Direction → Count the lines in the data below that contain the string "wheel", and reply with that number alone.

>> BEGIN

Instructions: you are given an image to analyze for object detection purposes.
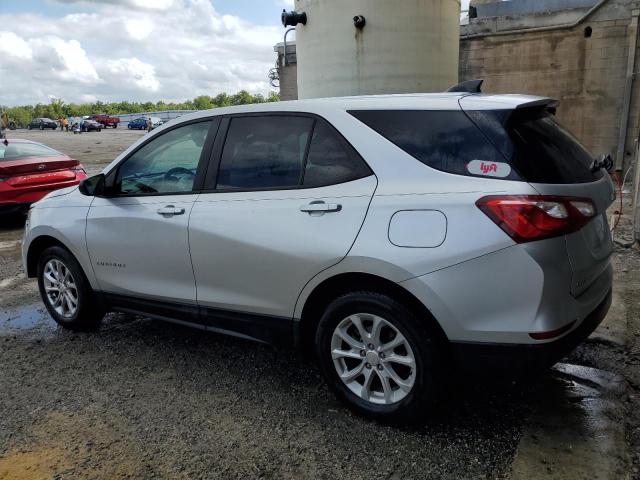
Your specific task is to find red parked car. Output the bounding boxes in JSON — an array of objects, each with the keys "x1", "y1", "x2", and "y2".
[
  {"x1": 0, "y1": 139, "x2": 87, "y2": 214},
  {"x1": 89, "y1": 114, "x2": 120, "y2": 128}
]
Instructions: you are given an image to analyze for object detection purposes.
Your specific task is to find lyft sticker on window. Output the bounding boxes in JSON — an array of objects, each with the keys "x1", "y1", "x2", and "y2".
[{"x1": 467, "y1": 160, "x2": 511, "y2": 178}]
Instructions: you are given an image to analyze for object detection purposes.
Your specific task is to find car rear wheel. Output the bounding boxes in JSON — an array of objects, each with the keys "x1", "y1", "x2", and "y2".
[
  {"x1": 315, "y1": 292, "x2": 440, "y2": 423},
  {"x1": 38, "y1": 246, "x2": 105, "y2": 331}
]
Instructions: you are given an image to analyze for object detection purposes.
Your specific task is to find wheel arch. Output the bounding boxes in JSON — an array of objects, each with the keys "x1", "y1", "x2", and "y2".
[
  {"x1": 294, "y1": 272, "x2": 448, "y2": 352},
  {"x1": 25, "y1": 235, "x2": 71, "y2": 278}
]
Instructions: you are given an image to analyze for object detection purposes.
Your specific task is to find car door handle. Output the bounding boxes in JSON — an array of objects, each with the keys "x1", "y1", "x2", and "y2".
[
  {"x1": 300, "y1": 201, "x2": 342, "y2": 213},
  {"x1": 157, "y1": 205, "x2": 184, "y2": 217}
]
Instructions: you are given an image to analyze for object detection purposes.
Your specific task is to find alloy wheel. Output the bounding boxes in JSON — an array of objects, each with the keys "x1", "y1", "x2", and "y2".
[
  {"x1": 43, "y1": 258, "x2": 78, "y2": 318},
  {"x1": 331, "y1": 313, "x2": 416, "y2": 405}
]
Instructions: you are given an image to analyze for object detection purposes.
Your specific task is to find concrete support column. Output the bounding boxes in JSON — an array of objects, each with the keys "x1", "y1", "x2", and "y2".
[{"x1": 615, "y1": 10, "x2": 640, "y2": 170}]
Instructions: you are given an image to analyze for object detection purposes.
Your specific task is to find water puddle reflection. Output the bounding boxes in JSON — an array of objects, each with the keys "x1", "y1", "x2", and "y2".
[{"x1": 0, "y1": 304, "x2": 57, "y2": 336}]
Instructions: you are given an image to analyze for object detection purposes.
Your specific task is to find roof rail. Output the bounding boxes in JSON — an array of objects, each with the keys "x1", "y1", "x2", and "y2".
[{"x1": 447, "y1": 79, "x2": 484, "y2": 93}]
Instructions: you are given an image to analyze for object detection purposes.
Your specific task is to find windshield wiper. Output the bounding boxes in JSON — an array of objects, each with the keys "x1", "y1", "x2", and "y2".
[{"x1": 590, "y1": 155, "x2": 613, "y2": 173}]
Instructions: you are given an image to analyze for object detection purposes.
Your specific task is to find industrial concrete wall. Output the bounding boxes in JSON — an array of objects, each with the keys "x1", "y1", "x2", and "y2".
[
  {"x1": 460, "y1": 0, "x2": 640, "y2": 172},
  {"x1": 295, "y1": 0, "x2": 460, "y2": 98}
]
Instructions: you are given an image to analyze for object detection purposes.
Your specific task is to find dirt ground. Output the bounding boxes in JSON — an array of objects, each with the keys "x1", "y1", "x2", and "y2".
[{"x1": 0, "y1": 129, "x2": 640, "y2": 480}]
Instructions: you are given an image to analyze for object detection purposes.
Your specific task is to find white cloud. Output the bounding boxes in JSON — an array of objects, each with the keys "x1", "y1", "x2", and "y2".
[
  {"x1": 105, "y1": 57, "x2": 160, "y2": 92},
  {"x1": 45, "y1": 37, "x2": 100, "y2": 83},
  {"x1": 125, "y1": 18, "x2": 153, "y2": 40},
  {"x1": 0, "y1": 0, "x2": 282, "y2": 105},
  {"x1": 0, "y1": 32, "x2": 32, "y2": 60}
]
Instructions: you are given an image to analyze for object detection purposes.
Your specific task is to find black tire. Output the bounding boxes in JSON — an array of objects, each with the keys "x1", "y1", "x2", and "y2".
[
  {"x1": 315, "y1": 292, "x2": 442, "y2": 424},
  {"x1": 38, "y1": 246, "x2": 105, "y2": 331}
]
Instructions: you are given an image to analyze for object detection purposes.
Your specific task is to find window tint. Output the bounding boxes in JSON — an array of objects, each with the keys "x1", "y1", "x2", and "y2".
[
  {"x1": 304, "y1": 121, "x2": 371, "y2": 187},
  {"x1": 217, "y1": 115, "x2": 313, "y2": 190},
  {"x1": 0, "y1": 142, "x2": 62, "y2": 160},
  {"x1": 349, "y1": 110, "x2": 518, "y2": 179},
  {"x1": 116, "y1": 121, "x2": 211, "y2": 195},
  {"x1": 507, "y1": 109, "x2": 604, "y2": 183}
]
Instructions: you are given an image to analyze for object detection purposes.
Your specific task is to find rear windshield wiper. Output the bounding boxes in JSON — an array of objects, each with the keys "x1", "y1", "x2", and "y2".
[{"x1": 590, "y1": 155, "x2": 613, "y2": 173}]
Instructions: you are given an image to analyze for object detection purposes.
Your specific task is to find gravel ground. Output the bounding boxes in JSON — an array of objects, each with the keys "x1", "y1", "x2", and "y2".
[
  {"x1": 0, "y1": 129, "x2": 640, "y2": 480},
  {"x1": 0, "y1": 305, "x2": 526, "y2": 478}
]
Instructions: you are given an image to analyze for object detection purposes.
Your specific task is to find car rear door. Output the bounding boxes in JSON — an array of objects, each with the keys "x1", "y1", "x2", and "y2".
[
  {"x1": 189, "y1": 113, "x2": 377, "y2": 338},
  {"x1": 86, "y1": 119, "x2": 219, "y2": 305}
]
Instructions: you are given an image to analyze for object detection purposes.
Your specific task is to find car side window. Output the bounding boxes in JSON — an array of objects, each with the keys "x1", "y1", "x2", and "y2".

>> END

Task response → 3